**Source passage**
▬▬▬▬▬▬

Some network devices have large buffers and a large send buffer adversely affects queueing. Although a large receive buffer helps avoid overflow, a large send buffer just spoils the effect of intelligent queueing, especially when the link is slow. For example, if a device for a 128Kbps link has a 16KB buffer, the buffer can hold 1 second worth of packets, and this buffer is beyond the control of queueing. The problem is invisible under FIFO queueing. However, when better queueing is available, the send buffer size of a device should be set to the minimum amount that is required to fill up the pipe.
In this section, we present the performance of the implemented disciplines. Note that sophisticated queueing becomes more important at a bottleneck link, and thus, its performance does not necessarily correspond to the high-speed portion of a network.
We use primarily CBQ to illustrate the traffic management performance of PC-UNIX routers since CBQ is the most complex and interesting of the implemented disciplines. That is, CBQ is non-work conserving, needs a classifier, and uses the combination scheduling of priority and weighted-round robin. However, we do not attempt to outline the details specific to CBQ.
The overhead introduced by CBQ consists of four steps: (1) extract flow information from an arriving packet. (2) classify the packet to the appropriate class. (3) select an eligible class for sending next. (4) estimate bandwidth use of the class and maintain the state of the class. There are many factors which affect the overhead: structure of class hierarchy, priority distribution, number of classes, number of active classes, rate of packet arrival, distribution of arrival, and so on. Hence, the following measurements are not intended to be complete.
Table 1 compares TCP throughput of CBQ with that of the original FIFO queueing, measured over different link types. A small CBQ configuration with three classes is used to show the minimum overhead of CBQ. There is no other background traffic during the measurement.
Link Type | orig. FIFO (Mbps) | CBQ (Mbps) | overhead (%) |
---|---|---|---|
ATM | 132.98 | 132.77 | 0.16 |
10baseT | 6.52 | 6.45 | 1.07 |
100baseT | 93.11 | 92.74 | 0.40 |
loopback |   |   |   |
(MTU:16384) | 366.20 | 334.77 | 8.58 |
(MTU:9180) | 337.96 | 314.04 | 7.08 |
(MTU:1500) | 239.21 | 185.07 | 22.63 |
The measurements over the software loopback interface with various MTU sizes are also listed in the table. These values show the limit of the processing power and the CBQ overhead in terms of CPU cycle. CBQ does have about 7% overhead with 9180-byte MTU, and about 23% overhead with 1500-byte MTU. It also shows that a current PC can handle more than 300Mbps with bi-directional loopback load. That is, a PC-based router has processing power enough to handle multiple 100Mbps-class interfaces; CPU load will be much lower with physical interfaces since DMA can be used. On a 300MHz PentiumII machine, we observed the loopback throughput of 420.62Mbps with 16384-byte MTU.

▬▬▬▬▬▬

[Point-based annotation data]
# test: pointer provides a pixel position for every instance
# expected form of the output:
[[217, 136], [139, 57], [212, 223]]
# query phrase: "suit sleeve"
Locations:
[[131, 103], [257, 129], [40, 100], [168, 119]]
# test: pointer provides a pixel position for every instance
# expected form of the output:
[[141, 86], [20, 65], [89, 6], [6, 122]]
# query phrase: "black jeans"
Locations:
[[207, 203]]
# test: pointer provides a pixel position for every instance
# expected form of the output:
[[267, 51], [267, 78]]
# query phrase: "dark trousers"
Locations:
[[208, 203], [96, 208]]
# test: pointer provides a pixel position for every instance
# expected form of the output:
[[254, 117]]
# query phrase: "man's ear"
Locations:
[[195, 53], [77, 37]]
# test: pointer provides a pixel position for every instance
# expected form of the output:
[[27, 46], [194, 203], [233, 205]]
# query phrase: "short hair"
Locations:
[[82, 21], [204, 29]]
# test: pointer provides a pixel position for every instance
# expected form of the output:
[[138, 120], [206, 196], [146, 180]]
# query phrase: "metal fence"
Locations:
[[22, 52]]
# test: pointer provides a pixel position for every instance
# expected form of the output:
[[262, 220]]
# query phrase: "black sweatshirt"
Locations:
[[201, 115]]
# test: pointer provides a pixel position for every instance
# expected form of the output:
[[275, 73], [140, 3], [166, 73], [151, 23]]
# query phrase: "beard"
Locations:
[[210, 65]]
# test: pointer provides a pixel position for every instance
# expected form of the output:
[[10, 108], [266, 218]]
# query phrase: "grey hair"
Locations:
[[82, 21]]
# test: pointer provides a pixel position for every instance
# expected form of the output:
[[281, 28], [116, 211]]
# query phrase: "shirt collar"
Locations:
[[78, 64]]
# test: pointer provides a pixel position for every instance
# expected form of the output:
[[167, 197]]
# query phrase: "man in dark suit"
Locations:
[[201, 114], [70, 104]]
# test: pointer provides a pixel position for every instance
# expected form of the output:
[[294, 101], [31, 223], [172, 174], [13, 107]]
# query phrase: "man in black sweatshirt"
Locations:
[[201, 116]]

▬▬▬▬▬▬

**What is asked**
Reproduce, word for word, the stretch of the queueing passage from "Some network devices" through "up the pipe.".

**Finished exercise**
Some network devices have large buffers and a large send buffer adversely affects queueing. Although a large receive buffer helps avoid overflow, a large send buffer just spoils the effect of intelligent queueing, especially when the link is slow. For example, if a device for a 128Kbps link has a 16KB buffer, the buffer can hold 1 second worth of packets, and this buffer is beyond the control of queueing. The problem is invisible under FIFO queueing. However, when better queueing is available, the send buffer size of a device should be set to the minimum amount that is required to fill up the pipe.